In my experience, the latter presentation tends to actively drive away the
best candidates, and communicates a lack of understanding of the job to be
done. This is not an absolute; sometimes you really do need a specific
skillset. For example, one great company I worked at almost universally hired
solid developers regardless of particular checkbox skills. We knew that the
good ones would come up to speed, and we'd often benefit greatly from cross-
pollination from differing backgrounds. However, there were definite instances
where we needed a true specialist, e.g. in a specific, deep platform UI
framework. Then we sought and found _solid developers_ who were also top of
their game in the needed skills.

In the latter ad copy above, a "<language X> Developer" often has the
connotation not of a targeted specialist hire, e.g. "expert in <language X>".
Instead it comes across as lazy recruiting: "warm body who checks off this
box".

------
oalders
There is mention at the very bottom of this article that a great way to
improve your Perl skills is to participate in the Google Summer of Code (GSoC)
or the Outreach Program for Women (OPfW). I've been involved in the selection
process of both of these programs for The Perl Foundation this year and in the
past. This year The Perl Foundation is participating in both programs.

I spend a lot of my open source time working on Perl and specifically
[https://metacpan.org](https://metacpan.org) We have both a GSoC and an OPfW
participant currently working with us. They're learning a lot and contributing
a lot of really great work back to the project.

• **Task list**
#1 According to the forum excerpt, which two programs are named as a great way to improve Perl skills?
#2 Reproduce the part of the forum excerpt between "or the Outreach" and "in both programs.", inclusive, word for word.

• **Extracted data**
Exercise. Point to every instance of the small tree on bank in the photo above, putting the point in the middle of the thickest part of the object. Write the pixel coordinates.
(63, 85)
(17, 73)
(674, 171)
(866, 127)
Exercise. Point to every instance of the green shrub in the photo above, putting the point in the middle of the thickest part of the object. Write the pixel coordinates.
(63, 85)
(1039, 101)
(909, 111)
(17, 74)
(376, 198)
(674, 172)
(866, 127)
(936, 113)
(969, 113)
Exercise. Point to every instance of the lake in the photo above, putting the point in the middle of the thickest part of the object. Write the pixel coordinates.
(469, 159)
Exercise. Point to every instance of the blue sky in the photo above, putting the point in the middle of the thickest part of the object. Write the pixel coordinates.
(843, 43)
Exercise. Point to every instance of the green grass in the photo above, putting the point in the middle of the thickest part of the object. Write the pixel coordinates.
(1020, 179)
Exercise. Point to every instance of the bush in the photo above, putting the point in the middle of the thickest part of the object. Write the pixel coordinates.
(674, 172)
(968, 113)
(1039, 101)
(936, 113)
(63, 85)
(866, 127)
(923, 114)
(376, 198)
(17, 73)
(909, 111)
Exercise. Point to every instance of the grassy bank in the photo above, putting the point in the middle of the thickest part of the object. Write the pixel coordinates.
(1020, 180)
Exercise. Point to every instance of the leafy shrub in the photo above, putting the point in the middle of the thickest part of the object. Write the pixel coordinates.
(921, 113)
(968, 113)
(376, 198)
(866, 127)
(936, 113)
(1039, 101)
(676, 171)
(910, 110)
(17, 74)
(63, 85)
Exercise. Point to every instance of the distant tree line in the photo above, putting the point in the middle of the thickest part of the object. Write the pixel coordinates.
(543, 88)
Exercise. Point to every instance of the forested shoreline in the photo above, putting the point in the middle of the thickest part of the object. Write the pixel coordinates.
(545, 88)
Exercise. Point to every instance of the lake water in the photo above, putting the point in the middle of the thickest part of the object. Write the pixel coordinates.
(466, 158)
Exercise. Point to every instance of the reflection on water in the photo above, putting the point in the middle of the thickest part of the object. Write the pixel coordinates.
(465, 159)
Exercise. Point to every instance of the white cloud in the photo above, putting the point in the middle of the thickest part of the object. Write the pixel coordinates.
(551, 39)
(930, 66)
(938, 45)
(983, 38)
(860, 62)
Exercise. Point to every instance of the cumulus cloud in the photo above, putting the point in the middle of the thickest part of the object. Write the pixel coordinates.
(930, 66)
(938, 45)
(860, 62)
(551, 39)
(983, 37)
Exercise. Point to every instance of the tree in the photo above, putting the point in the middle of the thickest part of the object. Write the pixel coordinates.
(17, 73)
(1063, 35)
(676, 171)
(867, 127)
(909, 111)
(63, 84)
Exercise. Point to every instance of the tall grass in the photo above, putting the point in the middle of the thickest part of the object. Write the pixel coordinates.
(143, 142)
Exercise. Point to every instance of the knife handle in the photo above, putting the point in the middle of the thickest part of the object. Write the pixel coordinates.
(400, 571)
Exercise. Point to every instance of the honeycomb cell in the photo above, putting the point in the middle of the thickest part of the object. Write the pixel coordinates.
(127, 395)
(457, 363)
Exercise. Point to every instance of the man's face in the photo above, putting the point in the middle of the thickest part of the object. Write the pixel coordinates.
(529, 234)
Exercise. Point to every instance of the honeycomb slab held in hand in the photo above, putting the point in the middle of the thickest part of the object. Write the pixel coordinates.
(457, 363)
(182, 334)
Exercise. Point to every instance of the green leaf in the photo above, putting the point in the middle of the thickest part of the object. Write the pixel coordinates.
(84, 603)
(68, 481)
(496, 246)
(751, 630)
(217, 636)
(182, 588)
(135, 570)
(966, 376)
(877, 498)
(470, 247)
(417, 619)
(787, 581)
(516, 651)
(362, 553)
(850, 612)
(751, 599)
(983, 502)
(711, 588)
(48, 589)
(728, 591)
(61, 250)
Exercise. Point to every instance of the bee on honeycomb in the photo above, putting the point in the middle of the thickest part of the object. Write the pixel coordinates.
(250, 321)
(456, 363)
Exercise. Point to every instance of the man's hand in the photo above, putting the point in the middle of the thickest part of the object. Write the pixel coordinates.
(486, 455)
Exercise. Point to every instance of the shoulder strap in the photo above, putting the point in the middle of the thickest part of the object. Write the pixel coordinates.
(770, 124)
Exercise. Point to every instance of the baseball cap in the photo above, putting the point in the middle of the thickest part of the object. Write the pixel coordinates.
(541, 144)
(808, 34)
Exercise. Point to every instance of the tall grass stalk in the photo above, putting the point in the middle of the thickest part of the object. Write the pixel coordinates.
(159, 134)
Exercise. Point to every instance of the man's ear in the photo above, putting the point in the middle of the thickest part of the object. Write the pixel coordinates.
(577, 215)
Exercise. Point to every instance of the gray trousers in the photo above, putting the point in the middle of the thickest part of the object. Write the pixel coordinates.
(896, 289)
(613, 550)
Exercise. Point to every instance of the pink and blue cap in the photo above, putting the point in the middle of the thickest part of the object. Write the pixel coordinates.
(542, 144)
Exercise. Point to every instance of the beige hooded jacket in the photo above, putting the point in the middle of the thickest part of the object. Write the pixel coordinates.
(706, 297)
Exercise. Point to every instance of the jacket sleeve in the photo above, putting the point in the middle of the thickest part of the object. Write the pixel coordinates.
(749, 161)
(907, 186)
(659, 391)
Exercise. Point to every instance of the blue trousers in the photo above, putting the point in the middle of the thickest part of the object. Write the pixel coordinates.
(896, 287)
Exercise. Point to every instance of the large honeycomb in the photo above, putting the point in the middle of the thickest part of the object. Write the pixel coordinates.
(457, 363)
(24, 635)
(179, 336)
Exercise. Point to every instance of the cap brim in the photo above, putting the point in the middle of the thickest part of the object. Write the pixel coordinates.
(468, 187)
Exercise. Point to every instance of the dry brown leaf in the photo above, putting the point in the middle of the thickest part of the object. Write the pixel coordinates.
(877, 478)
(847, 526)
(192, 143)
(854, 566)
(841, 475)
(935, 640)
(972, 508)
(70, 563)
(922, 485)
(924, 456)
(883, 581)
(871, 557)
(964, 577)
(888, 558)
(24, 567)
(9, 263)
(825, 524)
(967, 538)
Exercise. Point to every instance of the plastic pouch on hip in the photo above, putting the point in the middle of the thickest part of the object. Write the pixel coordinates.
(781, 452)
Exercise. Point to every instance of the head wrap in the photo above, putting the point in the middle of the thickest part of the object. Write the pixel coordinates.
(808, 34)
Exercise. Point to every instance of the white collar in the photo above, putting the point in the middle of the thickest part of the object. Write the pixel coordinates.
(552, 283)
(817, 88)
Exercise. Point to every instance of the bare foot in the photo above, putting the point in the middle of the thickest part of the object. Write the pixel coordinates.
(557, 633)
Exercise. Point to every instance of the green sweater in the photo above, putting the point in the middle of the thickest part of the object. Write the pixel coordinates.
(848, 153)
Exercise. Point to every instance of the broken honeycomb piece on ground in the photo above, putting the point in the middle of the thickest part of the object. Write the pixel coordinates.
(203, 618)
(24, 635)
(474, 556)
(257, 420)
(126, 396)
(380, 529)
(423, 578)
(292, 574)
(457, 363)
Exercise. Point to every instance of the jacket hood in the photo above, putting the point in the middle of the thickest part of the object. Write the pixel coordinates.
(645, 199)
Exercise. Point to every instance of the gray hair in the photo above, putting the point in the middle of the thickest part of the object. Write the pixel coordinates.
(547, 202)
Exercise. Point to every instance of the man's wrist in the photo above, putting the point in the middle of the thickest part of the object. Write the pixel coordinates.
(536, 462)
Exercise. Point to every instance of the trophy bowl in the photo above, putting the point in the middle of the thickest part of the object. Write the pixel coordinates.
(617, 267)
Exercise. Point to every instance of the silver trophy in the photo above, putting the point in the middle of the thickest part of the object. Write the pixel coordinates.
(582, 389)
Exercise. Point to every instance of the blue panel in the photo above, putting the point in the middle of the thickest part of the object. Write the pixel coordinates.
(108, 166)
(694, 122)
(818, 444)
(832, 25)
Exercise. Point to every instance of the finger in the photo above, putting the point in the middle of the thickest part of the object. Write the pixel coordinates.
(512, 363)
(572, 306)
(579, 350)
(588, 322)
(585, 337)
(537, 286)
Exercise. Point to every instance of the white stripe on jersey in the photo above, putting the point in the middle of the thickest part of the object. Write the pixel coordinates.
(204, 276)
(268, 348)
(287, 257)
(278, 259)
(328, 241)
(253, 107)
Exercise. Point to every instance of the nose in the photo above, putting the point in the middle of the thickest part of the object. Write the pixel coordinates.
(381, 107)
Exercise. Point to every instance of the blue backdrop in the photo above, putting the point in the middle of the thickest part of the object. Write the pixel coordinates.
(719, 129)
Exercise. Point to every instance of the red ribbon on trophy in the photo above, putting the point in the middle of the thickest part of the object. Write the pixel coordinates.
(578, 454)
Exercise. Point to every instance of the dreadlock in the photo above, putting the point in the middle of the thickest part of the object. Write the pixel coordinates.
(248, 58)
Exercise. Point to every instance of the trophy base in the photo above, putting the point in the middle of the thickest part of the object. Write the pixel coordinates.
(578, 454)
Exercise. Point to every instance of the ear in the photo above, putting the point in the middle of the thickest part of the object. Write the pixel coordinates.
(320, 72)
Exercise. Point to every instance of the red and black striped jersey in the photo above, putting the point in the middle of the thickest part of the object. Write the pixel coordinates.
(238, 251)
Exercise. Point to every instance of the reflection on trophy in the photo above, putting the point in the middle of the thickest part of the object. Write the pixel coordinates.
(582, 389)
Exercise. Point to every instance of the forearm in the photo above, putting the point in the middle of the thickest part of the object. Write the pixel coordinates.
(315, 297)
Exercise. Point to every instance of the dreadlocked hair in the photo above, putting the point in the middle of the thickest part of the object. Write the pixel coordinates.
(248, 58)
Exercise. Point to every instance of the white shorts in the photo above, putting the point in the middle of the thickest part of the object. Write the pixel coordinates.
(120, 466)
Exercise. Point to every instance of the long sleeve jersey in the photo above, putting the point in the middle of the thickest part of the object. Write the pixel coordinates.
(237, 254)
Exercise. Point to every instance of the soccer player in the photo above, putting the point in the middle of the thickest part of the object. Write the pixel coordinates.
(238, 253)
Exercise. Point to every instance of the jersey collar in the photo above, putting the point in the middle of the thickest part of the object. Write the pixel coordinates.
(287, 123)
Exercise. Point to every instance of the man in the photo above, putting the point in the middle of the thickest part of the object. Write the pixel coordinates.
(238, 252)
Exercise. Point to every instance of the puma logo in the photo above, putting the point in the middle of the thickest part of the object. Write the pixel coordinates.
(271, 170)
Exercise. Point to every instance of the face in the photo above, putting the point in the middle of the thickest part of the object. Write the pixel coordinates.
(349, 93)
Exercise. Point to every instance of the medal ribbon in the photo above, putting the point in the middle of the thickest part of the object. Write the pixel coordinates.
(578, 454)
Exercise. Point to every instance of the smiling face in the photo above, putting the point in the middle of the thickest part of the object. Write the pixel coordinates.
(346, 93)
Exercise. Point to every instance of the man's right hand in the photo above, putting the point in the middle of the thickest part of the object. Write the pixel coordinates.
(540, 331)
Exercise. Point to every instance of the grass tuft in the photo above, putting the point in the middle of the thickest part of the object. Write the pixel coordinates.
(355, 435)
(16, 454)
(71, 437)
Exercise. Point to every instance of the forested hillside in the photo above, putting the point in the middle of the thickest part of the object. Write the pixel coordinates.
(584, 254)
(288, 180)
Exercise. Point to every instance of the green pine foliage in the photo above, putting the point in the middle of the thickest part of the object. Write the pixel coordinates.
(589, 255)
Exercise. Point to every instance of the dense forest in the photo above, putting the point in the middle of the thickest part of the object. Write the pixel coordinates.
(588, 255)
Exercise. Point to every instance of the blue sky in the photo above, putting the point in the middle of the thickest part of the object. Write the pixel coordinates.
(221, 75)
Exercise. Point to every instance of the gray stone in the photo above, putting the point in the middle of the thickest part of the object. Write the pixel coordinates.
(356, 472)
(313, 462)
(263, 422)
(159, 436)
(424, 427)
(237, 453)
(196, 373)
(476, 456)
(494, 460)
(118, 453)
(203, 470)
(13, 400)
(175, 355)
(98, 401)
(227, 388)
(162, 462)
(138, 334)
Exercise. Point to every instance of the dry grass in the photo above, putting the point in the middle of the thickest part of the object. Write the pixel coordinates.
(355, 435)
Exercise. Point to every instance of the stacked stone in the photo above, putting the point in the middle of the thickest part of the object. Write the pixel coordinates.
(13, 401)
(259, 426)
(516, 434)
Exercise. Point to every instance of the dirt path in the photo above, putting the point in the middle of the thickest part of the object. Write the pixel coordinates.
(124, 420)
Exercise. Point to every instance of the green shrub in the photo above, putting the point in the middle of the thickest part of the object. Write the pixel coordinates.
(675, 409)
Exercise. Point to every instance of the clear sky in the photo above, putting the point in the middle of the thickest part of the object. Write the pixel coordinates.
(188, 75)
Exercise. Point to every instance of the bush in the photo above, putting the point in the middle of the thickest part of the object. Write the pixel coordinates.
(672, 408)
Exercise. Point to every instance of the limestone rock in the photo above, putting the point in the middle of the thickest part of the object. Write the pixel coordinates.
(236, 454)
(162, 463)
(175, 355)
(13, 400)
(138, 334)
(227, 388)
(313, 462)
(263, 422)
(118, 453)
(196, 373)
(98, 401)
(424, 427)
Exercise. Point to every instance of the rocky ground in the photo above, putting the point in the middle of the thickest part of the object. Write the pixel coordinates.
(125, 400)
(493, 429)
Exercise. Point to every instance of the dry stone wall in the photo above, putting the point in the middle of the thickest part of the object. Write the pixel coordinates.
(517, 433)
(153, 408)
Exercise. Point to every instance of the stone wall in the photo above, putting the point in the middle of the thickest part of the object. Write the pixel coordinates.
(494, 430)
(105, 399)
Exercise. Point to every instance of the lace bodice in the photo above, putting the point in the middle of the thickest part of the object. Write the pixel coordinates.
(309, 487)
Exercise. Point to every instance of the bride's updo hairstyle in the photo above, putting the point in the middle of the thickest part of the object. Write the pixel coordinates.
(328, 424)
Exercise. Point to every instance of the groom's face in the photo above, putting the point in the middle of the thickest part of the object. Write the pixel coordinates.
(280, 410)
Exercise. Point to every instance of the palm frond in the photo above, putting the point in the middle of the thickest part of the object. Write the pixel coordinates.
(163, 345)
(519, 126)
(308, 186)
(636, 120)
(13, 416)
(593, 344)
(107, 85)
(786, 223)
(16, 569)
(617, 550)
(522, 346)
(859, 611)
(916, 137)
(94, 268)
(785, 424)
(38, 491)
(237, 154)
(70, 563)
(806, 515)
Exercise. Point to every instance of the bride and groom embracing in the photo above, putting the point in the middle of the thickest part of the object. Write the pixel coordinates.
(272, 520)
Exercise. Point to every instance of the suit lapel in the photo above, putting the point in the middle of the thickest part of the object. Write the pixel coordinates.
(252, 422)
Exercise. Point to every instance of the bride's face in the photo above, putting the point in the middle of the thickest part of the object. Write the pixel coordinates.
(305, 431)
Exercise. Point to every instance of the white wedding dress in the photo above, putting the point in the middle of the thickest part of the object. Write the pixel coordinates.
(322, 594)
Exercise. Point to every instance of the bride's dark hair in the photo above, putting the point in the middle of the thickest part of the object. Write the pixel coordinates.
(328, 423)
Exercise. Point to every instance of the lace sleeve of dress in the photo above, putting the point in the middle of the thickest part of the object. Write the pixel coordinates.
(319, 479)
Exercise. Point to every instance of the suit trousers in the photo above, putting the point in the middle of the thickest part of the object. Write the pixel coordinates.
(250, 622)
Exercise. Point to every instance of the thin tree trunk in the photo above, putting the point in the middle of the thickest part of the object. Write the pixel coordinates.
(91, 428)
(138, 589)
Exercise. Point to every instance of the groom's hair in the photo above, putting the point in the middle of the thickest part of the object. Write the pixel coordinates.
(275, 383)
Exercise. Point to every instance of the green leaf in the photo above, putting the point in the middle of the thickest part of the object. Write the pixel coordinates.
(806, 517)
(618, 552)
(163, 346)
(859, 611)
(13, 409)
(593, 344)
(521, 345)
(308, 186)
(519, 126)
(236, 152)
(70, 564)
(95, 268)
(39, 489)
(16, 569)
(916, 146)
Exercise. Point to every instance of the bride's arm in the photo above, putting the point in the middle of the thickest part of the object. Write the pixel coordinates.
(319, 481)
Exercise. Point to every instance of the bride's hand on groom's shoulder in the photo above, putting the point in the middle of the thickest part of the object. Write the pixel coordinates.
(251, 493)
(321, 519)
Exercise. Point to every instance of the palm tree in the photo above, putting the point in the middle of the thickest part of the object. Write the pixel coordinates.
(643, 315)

• **Expected answers**
#1 The Google Summer of Code (GSoC) and the Outreach Program for Women (OPfW).

#2
or the Outreach Program for Women (OPfW). I've been involved in the selection
process of both of these programs for The Perl Foundation this year and in the
past. This year The Perl Foundation is participating in both programs.